-- ENTRIES SHOWN follows --
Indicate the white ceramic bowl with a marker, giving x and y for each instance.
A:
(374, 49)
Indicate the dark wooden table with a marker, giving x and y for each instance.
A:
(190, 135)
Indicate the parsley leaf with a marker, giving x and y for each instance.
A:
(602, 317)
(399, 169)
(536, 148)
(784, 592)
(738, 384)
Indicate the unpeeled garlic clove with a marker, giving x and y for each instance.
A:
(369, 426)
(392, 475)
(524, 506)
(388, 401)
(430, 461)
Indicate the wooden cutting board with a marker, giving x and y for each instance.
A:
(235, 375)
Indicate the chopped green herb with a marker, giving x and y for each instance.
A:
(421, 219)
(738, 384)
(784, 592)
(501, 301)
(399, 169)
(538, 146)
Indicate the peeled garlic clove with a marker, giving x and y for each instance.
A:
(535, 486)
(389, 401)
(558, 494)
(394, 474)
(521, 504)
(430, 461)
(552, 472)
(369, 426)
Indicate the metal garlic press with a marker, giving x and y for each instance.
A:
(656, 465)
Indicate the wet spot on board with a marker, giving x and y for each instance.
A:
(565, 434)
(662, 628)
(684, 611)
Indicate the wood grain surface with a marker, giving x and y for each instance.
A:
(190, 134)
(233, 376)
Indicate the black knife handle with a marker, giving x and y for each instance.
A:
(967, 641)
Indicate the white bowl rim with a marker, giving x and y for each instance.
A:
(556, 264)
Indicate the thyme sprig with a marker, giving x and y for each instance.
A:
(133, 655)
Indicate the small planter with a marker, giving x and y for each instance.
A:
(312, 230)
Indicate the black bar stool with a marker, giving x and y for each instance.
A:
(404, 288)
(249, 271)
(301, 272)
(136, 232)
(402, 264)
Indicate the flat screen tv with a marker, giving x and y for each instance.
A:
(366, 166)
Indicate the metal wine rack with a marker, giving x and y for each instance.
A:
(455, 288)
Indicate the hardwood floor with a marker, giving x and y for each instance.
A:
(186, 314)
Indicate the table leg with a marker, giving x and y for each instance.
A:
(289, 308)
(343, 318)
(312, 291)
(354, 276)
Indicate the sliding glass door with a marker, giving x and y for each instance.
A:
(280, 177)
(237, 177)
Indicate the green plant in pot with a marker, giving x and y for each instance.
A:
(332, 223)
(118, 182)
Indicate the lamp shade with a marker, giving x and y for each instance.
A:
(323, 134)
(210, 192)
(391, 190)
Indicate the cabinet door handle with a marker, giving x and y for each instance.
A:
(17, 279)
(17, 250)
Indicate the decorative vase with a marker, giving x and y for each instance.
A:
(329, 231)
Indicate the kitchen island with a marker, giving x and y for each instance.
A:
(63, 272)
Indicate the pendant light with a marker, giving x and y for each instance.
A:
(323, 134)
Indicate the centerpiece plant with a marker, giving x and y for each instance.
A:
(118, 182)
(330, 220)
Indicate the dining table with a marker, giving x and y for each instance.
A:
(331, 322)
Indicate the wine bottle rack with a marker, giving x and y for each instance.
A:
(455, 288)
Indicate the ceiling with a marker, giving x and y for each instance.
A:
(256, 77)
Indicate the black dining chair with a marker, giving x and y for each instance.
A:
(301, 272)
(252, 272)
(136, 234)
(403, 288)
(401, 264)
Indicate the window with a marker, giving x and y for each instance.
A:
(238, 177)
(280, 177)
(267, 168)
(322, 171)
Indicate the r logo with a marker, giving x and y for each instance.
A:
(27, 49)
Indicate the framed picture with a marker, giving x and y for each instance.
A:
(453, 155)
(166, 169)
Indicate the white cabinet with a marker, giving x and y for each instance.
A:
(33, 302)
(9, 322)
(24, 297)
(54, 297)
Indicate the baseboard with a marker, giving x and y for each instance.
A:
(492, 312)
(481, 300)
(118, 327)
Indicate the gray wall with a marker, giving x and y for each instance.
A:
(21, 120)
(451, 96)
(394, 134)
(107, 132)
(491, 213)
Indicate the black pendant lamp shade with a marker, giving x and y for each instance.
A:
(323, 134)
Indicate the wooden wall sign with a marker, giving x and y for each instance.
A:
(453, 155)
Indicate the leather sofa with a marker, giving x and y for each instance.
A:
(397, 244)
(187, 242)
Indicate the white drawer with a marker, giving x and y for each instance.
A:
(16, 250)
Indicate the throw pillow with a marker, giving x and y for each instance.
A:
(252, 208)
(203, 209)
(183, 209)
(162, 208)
-- ENTRIES SHOWN concluded --
◆ EXERCISE REQUIREMENTS ◆
Your answer should be the lines from the one containing "Indicate the dining" through the last line of the records, repeated exactly and with nothing added.

◆ OUTPUT FOR THIS EXERCISE ◆
Indicate the dining table with a marker, giving x and y for each instance.
A:
(331, 322)
Indicate the wine bottle rack with a marker, giving x and y for each instance.
A:
(455, 288)
Indicate the ceiling with a marker, giving x and y for each instance.
A:
(256, 77)
Indicate the black dining chair with a marker, giving x and y for each instance.
A:
(301, 272)
(252, 272)
(136, 234)
(403, 288)
(401, 264)
Indicate the window with a marker, giving x and y for each instance.
A:
(238, 177)
(280, 177)
(267, 168)
(322, 171)
Indicate the r logo with a marker, giving x and y for each instance.
A:
(27, 49)
Indicate the framed picture with a marker, giving x and y for each instance.
A:
(453, 155)
(166, 169)
Indicate the white cabinet with a marker, giving x and y for each instance.
A:
(33, 302)
(9, 322)
(24, 297)
(54, 297)
Indicate the baseboard with a marker, giving x and y for each instance.
A:
(492, 312)
(481, 300)
(118, 327)
Indicate the gray wall with a marker, giving x and y for each instance.
A:
(21, 120)
(451, 96)
(394, 134)
(107, 132)
(491, 213)
Indicate the black pendant lamp shade with a marker, giving x and y for each instance.
A:
(323, 134)
Indicate the wooden wall sign with a marker, giving x and y for each instance.
A:
(453, 155)
Indicate the leather sofa with a marker, giving x and y for each instance.
A:
(397, 244)
(187, 242)
Indicate the white drawer with a marker, giving x and y for each instance.
A:
(16, 250)
Indicate the throw pillow with a marker, giving x and y for each instance.
A:
(252, 208)
(203, 209)
(183, 209)
(162, 208)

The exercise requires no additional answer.